Énoncé:
Recopiez à l'identique l'ensemble des lignes ci-dessous, sans en omettre ni en modifier aucune.

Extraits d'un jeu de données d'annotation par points

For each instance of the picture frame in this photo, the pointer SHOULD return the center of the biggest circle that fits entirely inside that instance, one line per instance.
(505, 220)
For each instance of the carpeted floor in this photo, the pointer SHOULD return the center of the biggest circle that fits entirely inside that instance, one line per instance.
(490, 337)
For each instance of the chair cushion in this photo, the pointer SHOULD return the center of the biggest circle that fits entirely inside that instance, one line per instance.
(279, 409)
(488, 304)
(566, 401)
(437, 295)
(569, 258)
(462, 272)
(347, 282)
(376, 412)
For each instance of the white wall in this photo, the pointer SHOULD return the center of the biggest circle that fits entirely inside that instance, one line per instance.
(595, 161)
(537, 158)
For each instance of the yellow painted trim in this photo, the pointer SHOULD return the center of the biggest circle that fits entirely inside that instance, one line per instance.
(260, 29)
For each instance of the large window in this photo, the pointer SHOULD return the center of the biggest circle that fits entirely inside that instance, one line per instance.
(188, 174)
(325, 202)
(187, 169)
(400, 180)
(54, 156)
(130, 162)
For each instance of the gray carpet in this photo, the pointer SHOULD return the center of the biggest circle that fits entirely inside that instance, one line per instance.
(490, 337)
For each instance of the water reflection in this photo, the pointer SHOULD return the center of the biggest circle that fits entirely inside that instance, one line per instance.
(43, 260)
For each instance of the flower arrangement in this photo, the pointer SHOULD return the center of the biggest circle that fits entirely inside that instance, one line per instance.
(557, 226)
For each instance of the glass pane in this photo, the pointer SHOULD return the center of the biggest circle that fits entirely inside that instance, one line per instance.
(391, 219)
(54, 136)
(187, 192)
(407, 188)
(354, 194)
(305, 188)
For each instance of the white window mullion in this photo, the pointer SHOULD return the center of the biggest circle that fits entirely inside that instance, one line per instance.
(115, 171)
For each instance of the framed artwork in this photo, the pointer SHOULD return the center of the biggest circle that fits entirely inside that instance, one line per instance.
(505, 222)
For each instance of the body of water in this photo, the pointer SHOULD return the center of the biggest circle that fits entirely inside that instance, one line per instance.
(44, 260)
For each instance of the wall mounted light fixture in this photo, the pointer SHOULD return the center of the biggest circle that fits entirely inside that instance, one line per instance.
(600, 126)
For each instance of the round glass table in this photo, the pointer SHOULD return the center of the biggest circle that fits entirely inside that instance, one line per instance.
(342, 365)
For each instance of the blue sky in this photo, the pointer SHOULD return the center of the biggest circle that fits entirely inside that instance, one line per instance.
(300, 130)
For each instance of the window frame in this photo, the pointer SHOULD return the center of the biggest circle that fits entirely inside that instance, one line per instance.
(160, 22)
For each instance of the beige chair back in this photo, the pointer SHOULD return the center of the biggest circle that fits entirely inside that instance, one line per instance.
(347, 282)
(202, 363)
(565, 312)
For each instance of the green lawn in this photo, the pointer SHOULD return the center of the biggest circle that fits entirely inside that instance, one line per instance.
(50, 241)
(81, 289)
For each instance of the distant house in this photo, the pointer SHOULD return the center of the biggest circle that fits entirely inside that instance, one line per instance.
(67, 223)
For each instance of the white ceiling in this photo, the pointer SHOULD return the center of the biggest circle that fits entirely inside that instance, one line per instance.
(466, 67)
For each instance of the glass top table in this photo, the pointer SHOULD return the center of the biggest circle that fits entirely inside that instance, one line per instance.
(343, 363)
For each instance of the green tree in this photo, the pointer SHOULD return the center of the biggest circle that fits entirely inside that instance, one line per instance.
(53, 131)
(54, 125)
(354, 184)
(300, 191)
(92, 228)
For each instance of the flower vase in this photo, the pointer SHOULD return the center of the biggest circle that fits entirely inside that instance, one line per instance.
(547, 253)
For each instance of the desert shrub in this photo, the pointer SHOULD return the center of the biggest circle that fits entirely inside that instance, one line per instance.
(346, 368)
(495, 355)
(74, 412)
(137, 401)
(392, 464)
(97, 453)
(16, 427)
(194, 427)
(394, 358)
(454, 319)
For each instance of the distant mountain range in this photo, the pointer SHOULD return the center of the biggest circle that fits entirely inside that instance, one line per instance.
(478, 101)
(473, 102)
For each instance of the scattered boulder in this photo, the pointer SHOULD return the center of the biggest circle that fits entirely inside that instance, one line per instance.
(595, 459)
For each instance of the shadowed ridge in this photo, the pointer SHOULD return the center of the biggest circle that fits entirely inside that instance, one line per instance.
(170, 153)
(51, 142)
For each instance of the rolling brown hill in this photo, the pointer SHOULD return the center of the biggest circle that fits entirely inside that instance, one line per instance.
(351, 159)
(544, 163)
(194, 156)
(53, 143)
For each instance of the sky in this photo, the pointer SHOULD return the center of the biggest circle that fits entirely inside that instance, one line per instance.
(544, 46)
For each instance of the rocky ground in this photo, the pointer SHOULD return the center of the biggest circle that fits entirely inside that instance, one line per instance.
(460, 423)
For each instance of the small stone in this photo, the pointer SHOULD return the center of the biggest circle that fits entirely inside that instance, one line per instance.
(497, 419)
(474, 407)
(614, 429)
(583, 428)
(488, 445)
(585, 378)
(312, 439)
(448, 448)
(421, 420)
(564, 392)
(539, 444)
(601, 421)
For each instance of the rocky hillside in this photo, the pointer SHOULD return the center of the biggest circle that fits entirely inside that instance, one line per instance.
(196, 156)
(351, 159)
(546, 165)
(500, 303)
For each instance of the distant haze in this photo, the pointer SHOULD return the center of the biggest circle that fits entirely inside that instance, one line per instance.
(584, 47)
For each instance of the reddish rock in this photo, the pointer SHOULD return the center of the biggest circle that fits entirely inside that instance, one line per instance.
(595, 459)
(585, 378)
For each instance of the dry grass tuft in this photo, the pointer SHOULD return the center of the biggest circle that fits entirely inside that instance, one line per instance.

Corrigé:
For each instance of the picture frame in this photo, the pointer SHOULD return the center of the biggest circle that fits entirely inside that instance, one line per instance.
(505, 220)
For each instance of the carpeted floor in this photo, the pointer SHOULD return the center of the biggest circle that fits entirely inside that instance, one line per instance.
(490, 337)
For each instance of the chair cushion in this photo, the pointer SHOULD return the center of the biggest circle that fits entirely inside that instance, one line per instance.
(279, 409)
(488, 304)
(566, 401)
(437, 295)
(569, 258)
(462, 272)
(347, 282)
(376, 412)
For each instance of the white wall in this photo, the pointer SHOULD return the center of the biggest circle that fits entirely inside that instance, one line per instance.
(595, 161)
(537, 158)
For each instance of the yellow painted trim in this photo, the pointer SHOULD return the center of the biggest circle that fits entirely inside that instance, one line per instance.
(260, 29)
For each instance of the large window in this photo, the pointer SHOULD return the center of the biggest circle that fits entirely inside that instance, one line per instance.
(188, 174)
(325, 202)
(187, 169)
(400, 180)
(54, 156)
(130, 162)
For each instance of the gray carpet in this photo, the pointer SHOULD return the center of the biggest circle that fits entirely inside that instance, one line per instance.
(490, 337)
For each instance of the water reflection in this photo, the pointer SHOULD return the center of the biggest circle that fits entirely inside that instance, one line per instance.
(43, 260)
For each instance of the flower arrangement in this photo, the pointer SHOULD return the center of the biggest circle that fits entirely inside that instance, one line per instance.
(557, 226)
For each instance of the glass pane in this photo, the pointer SHOULD return the center of the biggest circle that fits entirely inside that instance, one line per instance.
(391, 219)
(54, 136)
(187, 192)
(407, 188)
(354, 194)
(305, 188)
For each instance of the white window mullion in this photo, the pointer SHOULD return the center of the biggest circle that fits entirely inside that instance, one line per instance.
(115, 171)
For each instance of the framed artwork in this photo, the pointer SHOULD return the center of the biggest circle that fits entirely inside that instance, one line per instance.
(505, 222)
For each instance of the body of water in this photo, the pointer SHOULD return the center of the biggest circle that fits entirely inside that instance, one line per instance.
(44, 260)
For each instance of the wall mounted light fixture in this photo, the pointer SHOULD return the center of the biggest circle that fits entirely inside that instance, one line per instance.
(600, 126)
For each instance of the round glass table in this photo, the pointer SHOULD return the center of the biggest circle that fits entirely inside that instance, one line per instance.
(342, 365)
For each instance of the blue sky in this photo, the pointer SHOULD return the center of the biggest circle that fits entirely inside that instance, one line per instance.
(300, 130)
For each instance of the window frame in this photo, the pointer SHOULD return the center of the biggest circle that fits entirely inside that instance, one line per instance.
(160, 22)
For each instance of the beige chair back in this photo, the pointer SHOULD return the center of the biggest circle that fits entirely inside that instance, one line per instance.
(347, 282)
(202, 363)
(565, 312)
For each instance of the green lawn in this photo, the pointer SHOULD return the center of the biggest circle that fits entirely inside that instance, one line per instance.
(50, 241)
(81, 289)
For each instance of the distant house in this photo, the pointer SHOULD return the center of the biggest circle that fits entirely inside that instance, one line per instance.
(67, 223)
For each instance of the white ceiling in this photo, the pointer SHOULD return the center of the biggest circle that fits entirely inside that instance, one line per instance.
(466, 67)
For each instance of the glass top table in this photo, the pointer SHOULD return the center of the biggest circle that fits entirely inside that instance, one line per instance.
(343, 363)
For each instance of the green tree in this photo, the pointer SHOULD return the center of the biggest circle that fits entirely inside that instance, one line per instance.
(53, 131)
(54, 125)
(354, 184)
(300, 191)
(92, 228)
For each instance of the flower vase in this photo, the pointer SHOULD return the center of the biggest circle that fits entirely inside that instance, one line per instance.
(547, 253)
For each instance of the desert shrub in this photo, the pointer SHOULD return the center of the biggest circle that fits entirely inside that instance, one line per instance.
(346, 368)
(495, 355)
(74, 412)
(137, 401)
(392, 464)
(97, 453)
(16, 427)
(194, 427)
(394, 358)
(454, 319)
For each instance of the distant mountain range in this photo, the pointer SHOULD return the center of the biggest circle that fits entirely inside that instance, one line per instance.
(478, 101)
(473, 102)
For each instance of the scattered boulder in this photo, the pointer SHOULD return the center of the biggest circle that fits entirely inside that instance, one line per instance.
(595, 459)
For each instance of the shadowed ridge in this photo, the pointer SHOULD return the center of the biggest circle that fits entirely inside that instance, one line per instance.
(170, 153)
(51, 142)
For each instance of the rolling brown hill in this photo, the pointer SHOULD return the center of the biggest circle that fits entirely inside that instance, one line per instance.
(351, 159)
(544, 163)
(194, 156)
(53, 143)
For each instance of the sky in this photo, the pointer SHOULD return the center of the biggest circle that fits entirely inside that instance, one line per instance.
(544, 46)
For each instance of the rocky ground in this photo, the pointer SHOULD return the center of the biggest circle that fits entirely inside that instance, one line per instance.
(460, 423)
For each instance of the small stone in this photo, the pointer SHOULD return the center of the biggest circle that fits entirely inside that instance, one line per instance.
(497, 419)
(474, 407)
(614, 429)
(583, 428)
(488, 445)
(585, 378)
(312, 439)
(448, 448)
(421, 420)
(564, 392)
(539, 444)
(601, 421)
For each instance of the rocky hillside in this photo, the pointer SHOULD return the center of the biggest circle that fits entirely inside that instance, one line per instance.
(196, 156)
(351, 159)
(546, 165)
(500, 303)
For each instance of the distant haze in this photo, the pointer SHOULD return the center of the biggest circle that fits entirely inside that instance, one line per instance.
(584, 47)
For each instance of the reddish rock in this photo, the pointer SHOULD return the center of the biggest circle that fits entirely inside that instance, one line per instance.
(595, 459)
(585, 378)
For each instance of the dry grass tuft in this photo, the pointer SHOULD return the center of the biggest circle that fits entirely inside that instance, one line per instance.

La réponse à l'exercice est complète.